— START OF THE DATA —
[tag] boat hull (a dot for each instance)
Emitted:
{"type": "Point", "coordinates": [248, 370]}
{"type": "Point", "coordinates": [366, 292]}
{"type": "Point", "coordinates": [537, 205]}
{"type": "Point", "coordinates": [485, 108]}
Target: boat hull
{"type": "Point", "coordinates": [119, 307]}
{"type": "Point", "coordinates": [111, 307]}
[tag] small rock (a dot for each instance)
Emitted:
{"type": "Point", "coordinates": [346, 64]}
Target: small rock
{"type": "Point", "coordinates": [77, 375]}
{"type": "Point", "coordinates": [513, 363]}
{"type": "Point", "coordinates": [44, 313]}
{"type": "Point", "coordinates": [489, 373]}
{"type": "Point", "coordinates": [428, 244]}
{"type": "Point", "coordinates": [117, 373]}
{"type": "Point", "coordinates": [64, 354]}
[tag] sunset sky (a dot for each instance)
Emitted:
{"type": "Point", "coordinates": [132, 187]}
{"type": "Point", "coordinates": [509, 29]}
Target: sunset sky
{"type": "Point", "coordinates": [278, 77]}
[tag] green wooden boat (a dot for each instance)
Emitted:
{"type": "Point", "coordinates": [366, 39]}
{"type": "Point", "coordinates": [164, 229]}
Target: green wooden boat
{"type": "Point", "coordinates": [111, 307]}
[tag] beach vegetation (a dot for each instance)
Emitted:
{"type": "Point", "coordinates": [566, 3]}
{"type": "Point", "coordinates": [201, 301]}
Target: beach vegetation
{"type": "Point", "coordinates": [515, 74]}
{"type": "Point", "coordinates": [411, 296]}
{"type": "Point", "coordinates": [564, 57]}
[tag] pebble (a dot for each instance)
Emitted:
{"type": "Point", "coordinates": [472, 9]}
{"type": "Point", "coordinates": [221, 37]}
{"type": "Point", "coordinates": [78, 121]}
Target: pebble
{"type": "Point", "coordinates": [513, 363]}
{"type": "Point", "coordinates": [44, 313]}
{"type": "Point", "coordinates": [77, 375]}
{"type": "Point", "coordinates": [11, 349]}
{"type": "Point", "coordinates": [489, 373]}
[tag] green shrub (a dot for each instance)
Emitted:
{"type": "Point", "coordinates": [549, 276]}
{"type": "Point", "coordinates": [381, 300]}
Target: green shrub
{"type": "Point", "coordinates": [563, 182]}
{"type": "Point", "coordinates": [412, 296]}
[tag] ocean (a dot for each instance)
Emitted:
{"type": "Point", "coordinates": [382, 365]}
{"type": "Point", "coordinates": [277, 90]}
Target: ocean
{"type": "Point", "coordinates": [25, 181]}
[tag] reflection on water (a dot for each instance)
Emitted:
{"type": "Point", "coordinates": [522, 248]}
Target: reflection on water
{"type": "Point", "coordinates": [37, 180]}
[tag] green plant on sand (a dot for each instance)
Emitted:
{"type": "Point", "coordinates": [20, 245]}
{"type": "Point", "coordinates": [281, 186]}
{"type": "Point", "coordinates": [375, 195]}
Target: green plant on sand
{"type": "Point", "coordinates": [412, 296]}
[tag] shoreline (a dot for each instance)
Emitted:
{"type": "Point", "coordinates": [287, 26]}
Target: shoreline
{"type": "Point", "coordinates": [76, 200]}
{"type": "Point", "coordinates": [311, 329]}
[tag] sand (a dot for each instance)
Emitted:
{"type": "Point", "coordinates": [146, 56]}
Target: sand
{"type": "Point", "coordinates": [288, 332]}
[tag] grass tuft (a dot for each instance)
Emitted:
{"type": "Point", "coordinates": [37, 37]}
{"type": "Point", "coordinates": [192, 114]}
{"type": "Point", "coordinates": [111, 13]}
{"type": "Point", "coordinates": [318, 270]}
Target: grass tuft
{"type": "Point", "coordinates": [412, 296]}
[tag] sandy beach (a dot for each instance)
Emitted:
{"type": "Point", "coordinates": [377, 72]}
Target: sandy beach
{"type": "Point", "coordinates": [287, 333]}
— END OF THE DATA —
• _TASK DIRECTIONS_
Write out all the entries exactly.

• _WORKED ANSWER_
[tag] boat hull (a dot for each instance)
Emitted:
{"type": "Point", "coordinates": [248, 370]}
{"type": "Point", "coordinates": [366, 292]}
{"type": "Point", "coordinates": [537, 205]}
{"type": "Point", "coordinates": [485, 108]}
Target: boat hull
{"type": "Point", "coordinates": [119, 307]}
{"type": "Point", "coordinates": [111, 307]}
[tag] small rock (a dot for each instance)
Emitted:
{"type": "Point", "coordinates": [346, 64]}
Target: small rock
{"type": "Point", "coordinates": [77, 375]}
{"type": "Point", "coordinates": [513, 363]}
{"type": "Point", "coordinates": [44, 313]}
{"type": "Point", "coordinates": [489, 373]}
{"type": "Point", "coordinates": [428, 244]}
{"type": "Point", "coordinates": [117, 373]}
{"type": "Point", "coordinates": [64, 354]}
[tag] sunset sky (a dot for each instance)
Emitted:
{"type": "Point", "coordinates": [132, 187]}
{"type": "Point", "coordinates": [509, 29]}
Target: sunset sky
{"type": "Point", "coordinates": [278, 77]}
[tag] green wooden boat (a dot for each instance)
Emitted:
{"type": "Point", "coordinates": [366, 39]}
{"type": "Point", "coordinates": [164, 229]}
Target: green wooden boat
{"type": "Point", "coordinates": [111, 307]}
[tag] beach vegetation (a dot for each instance)
Emitted:
{"type": "Point", "coordinates": [566, 3]}
{"type": "Point", "coordinates": [201, 301]}
Target: beach vegetation
{"type": "Point", "coordinates": [515, 74]}
{"type": "Point", "coordinates": [411, 296]}
{"type": "Point", "coordinates": [564, 57]}
[tag] pebble (a dot for each instance)
Emitted:
{"type": "Point", "coordinates": [472, 9]}
{"type": "Point", "coordinates": [221, 37]}
{"type": "Point", "coordinates": [78, 121]}
Target: pebble
{"type": "Point", "coordinates": [513, 363]}
{"type": "Point", "coordinates": [44, 313]}
{"type": "Point", "coordinates": [77, 375]}
{"type": "Point", "coordinates": [11, 349]}
{"type": "Point", "coordinates": [489, 373]}
[tag] green shrub (a dot for each instance)
Emitted:
{"type": "Point", "coordinates": [549, 276]}
{"type": "Point", "coordinates": [381, 300]}
Target: green shrub
{"type": "Point", "coordinates": [563, 182]}
{"type": "Point", "coordinates": [412, 296]}
[tag] ocean (a dot for each instance)
Emitted:
{"type": "Point", "coordinates": [382, 365]}
{"type": "Point", "coordinates": [277, 90]}
Target: ocean
{"type": "Point", "coordinates": [25, 181]}
[tag] reflection on water (a dot for each instance)
Emitted:
{"type": "Point", "coordinates": [522, 248]}
Target: reflection on water
{"type": "Point", "coordinates": [37, 180]}
[tag] green plant on sand (a dot for each instance)
Emitted:
{"type": "Point", "coordinates": [20, 245]}
{"type": "Point", "coordinates": [281, 186]}
{"type": "Point", "coordinates": [375, 195]}
Target: green plant on sand
{"type": "Point", "coordinates": [412, 296]}
[tag] shoreline (a dot for each instance)
Emitted:
{"type": "Point", "coordinates": [287, 26]}
Target: shoreline
{"type": "Point", "coordinates": [76, 200]}
{"type": "Point", "coordinates": [311, 329]}
[tag] sand (a dot for each instance)
Emitted:
{"type": "Point", "coordinates": [146, 56]}
Target: sand
{"type": "Point", "coordinates": [288, 332]}
[tag] grass tuft (a dot for each instance)
Emitted:
{"type": "Point", "coordinates": [37, 37]}
{"type": "Point", "coordinates": [192, 114]}
{"type": "Point", "coordinates": [111, 13]}
{"type": "Point", "coordinates": [318, 270]}
Target: grass tuft
{"type": "Point", "coordinates": [412, 296]}
[tag] sandy beach (a dot for each instance)
Emitted:
{"type": "Point", "coordinates": [377, 72]}
Target: sandy beach
{"type": "Point", "coordinates": [287, 333]}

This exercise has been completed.